◆ Texto fornecido:
────

No meio de uma trepidante excitação, o CDS prepara o seu próximo extraordinário Congresso Extraordinário e, à medida que a data se aproxima, as revelações são mais que muitas: o regresso de Nogueira de Brito e Cruz Vilaça, a serena tranquilidade de Maria José Nogueira Pinto que, pela enésima vez, anunciou que não será candidata, o silêncio de Portas, o afastamento crítico de António Lobo Xavier da Direcção que ajudou a eleger e o ruído habitual da «juventude» do partido. Some-se, a este exaltante panorama, algumas «bocas» de Rosado Fernandes contra o anterior líder, na tradição do que fizera já em relação a Monteiro e Freitas, e de que, ao que julgo, escapou Lucas Pires por se ter refugiado, em tempo, no PSD. Quanto a ideias, projectos, planos, em suma, novidades que possam interessar ao país e aos eleitores, o CDS continua sem dizer nada. A única coisa digna de nota foi, na semana que passou, o anúncio que o CDS quer preservar o sistema público de saúde e, presume-se, a generalidade do Estado Social em que vivemos. Nada de que tivéssemos até agora suspeitado, sobretudo pelo decurso sua recente actuação governativa.
Ao fim de trinta e dois anos de regime democrático, o CDS continua o que sempre foi: um partido «limpinho», precocemente envelhecido, que aprecia o imobilismo e detesta o risco, respeitador das autoridades estabelecidas e a estabelecer. Glosando o que, em tempos, alguém disse, há mais vida e animação numa prancha de banda desenhada do rato Mickey, do que nesta triste agremiação de medianas celebridades.

16 abril 2006

democracia: 12 tópicos

1. A democracia é mais, muito mais, do que um simples procedimento de escolha e selecção de governantes. È, também, um valor político e moral, porque pressupõe que todos os cidadãos de uma comunidade podem participar activa ou passivamente, de forma igualitária, nessa escolha.

2. A democracia tem, igualmente, um valor histórico inquestionável. Em seu nome e por sua causa bateram-se gerações inteiras: primeiro, pela introdução do sufrágio conducente à eleição das primeiras assembleias de representação restrita, logo a seguir, pelo seu progressivo alargamento, até ter atingido o universo dos cidadãos maiores e civilmente responsáveis.

────

◆ Itens extraídos:
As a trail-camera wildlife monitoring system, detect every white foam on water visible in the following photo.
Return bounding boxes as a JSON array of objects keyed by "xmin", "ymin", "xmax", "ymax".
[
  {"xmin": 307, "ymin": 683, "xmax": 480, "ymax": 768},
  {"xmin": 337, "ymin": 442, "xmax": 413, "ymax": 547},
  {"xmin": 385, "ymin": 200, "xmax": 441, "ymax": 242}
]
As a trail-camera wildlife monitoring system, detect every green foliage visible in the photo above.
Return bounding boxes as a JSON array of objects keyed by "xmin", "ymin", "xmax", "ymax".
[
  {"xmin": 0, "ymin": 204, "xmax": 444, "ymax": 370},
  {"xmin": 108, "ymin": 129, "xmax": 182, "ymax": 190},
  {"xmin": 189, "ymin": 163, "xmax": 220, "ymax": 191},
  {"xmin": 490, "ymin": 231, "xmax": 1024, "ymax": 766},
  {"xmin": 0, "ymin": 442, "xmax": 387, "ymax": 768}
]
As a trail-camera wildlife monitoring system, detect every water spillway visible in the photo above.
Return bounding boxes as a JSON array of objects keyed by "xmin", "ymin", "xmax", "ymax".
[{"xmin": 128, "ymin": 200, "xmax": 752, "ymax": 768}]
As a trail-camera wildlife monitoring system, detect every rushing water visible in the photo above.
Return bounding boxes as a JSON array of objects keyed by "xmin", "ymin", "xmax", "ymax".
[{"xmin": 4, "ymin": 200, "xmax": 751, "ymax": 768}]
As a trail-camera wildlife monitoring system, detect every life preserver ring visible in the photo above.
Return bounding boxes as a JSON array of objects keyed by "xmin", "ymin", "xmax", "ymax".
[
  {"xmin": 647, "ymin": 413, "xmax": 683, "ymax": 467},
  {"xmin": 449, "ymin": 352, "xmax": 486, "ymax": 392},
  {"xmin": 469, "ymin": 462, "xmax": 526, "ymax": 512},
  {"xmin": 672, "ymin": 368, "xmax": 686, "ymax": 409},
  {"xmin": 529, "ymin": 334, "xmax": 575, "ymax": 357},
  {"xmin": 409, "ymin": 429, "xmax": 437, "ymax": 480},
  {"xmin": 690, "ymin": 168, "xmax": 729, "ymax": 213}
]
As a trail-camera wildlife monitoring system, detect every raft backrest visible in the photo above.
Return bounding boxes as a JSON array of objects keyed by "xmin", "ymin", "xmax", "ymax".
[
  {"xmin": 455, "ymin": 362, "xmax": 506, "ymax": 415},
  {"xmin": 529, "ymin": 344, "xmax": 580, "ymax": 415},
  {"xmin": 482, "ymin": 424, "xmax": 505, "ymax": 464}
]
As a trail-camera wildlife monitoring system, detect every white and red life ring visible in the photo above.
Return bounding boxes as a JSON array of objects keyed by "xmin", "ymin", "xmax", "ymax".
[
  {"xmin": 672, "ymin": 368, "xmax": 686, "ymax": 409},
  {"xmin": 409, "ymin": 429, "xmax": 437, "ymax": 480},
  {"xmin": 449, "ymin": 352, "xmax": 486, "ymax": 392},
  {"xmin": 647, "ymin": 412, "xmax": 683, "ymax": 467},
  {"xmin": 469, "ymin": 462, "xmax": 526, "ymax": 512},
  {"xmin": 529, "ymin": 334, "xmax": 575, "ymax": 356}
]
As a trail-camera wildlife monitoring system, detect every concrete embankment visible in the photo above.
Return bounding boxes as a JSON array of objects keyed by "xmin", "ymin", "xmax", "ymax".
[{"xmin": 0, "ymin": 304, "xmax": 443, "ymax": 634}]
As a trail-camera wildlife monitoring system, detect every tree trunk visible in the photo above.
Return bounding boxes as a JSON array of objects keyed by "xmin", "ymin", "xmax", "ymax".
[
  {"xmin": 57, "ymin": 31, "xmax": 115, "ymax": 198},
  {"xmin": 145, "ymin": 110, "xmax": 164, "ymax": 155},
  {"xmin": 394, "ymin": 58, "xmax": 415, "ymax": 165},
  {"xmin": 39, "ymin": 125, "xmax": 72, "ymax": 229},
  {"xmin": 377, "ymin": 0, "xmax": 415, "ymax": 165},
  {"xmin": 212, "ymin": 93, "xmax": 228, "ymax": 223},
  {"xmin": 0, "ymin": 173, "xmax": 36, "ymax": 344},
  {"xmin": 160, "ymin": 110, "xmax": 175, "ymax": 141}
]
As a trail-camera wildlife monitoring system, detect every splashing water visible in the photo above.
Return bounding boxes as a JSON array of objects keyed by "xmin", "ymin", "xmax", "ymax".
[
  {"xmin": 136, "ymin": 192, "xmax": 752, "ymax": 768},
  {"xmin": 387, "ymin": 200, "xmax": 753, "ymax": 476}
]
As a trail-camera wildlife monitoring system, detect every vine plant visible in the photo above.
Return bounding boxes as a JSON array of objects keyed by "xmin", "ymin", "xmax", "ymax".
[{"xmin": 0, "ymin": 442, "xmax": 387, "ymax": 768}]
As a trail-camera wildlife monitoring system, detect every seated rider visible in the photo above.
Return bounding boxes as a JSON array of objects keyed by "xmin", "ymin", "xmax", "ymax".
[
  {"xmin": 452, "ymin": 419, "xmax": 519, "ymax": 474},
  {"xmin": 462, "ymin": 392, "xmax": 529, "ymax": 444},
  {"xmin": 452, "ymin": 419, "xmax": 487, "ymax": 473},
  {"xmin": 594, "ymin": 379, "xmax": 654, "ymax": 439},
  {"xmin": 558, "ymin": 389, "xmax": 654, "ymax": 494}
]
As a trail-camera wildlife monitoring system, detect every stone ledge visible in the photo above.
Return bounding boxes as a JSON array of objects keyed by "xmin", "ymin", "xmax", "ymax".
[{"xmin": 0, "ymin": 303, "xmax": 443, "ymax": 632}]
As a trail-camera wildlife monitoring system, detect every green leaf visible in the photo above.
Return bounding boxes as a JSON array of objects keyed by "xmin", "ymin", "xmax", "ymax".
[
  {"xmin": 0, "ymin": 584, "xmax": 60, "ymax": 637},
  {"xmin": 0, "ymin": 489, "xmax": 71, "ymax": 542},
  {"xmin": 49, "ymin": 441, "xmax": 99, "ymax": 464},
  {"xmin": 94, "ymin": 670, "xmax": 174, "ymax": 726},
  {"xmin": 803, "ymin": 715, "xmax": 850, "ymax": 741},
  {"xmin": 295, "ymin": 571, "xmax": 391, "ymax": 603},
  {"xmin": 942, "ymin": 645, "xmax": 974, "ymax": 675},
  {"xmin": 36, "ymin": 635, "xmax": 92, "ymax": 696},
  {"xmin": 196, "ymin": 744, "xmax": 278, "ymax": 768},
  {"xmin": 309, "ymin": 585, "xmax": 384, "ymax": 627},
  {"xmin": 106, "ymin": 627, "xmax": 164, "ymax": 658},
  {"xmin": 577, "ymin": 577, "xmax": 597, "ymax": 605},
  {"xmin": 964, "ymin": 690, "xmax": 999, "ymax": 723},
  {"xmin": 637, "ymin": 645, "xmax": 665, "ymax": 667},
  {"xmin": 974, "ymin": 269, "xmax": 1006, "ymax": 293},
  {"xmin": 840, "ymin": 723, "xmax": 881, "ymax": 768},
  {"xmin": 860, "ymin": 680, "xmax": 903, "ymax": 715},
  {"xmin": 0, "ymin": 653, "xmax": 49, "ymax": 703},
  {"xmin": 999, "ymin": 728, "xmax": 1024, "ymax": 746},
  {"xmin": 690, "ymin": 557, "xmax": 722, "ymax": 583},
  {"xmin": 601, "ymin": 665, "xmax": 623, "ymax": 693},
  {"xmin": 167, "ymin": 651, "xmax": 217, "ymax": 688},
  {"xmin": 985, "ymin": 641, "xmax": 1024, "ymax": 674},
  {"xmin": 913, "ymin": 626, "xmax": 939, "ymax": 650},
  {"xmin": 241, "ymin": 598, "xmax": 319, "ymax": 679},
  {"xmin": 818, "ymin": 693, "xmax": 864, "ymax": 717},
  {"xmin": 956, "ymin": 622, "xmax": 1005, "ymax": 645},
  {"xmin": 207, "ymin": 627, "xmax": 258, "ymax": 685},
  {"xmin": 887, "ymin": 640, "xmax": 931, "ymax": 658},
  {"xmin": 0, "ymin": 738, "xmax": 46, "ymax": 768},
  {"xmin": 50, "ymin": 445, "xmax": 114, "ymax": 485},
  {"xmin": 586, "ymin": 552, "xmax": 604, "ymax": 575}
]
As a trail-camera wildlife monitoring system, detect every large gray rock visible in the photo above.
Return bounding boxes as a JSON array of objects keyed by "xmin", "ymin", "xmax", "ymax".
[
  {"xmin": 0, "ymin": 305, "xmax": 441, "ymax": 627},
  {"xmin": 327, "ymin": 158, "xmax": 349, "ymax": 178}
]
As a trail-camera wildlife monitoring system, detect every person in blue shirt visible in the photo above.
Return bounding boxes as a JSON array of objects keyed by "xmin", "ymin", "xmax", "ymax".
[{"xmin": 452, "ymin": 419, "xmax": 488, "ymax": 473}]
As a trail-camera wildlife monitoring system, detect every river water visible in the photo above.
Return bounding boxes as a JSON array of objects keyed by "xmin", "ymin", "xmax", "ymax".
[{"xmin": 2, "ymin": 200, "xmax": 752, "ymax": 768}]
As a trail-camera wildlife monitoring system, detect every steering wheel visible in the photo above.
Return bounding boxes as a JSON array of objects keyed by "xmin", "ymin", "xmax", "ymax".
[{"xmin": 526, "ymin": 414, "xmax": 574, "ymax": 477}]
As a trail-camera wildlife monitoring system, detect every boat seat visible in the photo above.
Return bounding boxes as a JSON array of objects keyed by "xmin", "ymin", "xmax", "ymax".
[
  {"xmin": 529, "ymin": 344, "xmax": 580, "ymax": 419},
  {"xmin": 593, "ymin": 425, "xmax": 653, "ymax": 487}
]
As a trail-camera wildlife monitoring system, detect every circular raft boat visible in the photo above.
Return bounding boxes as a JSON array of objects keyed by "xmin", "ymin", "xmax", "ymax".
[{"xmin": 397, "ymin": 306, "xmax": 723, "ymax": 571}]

────

◆ Lista de tarefas:
• 1. Segundo o texto fornecido, o que anunciou o CDS na semana que passou?
• 2. Transcreva do texto fornecido o trecho que começa em "democracia: 12 tópicos" e termina em "igualitária, nessa escolha.".

◆ Respostas por tarefa:
• 1. Que quer preservar o sistema público de saúde.

• 2.
democracia: 12 tópicos

1. A democracia é mais, muito mais, do que um simples procedimento de escolha e selecção de governantes. È, também, um valor político e moral, porque pressupõe que todos os cidadãos de uma comunidade podem participar activa ou passivamente, de forma igualitária, nessa escolha.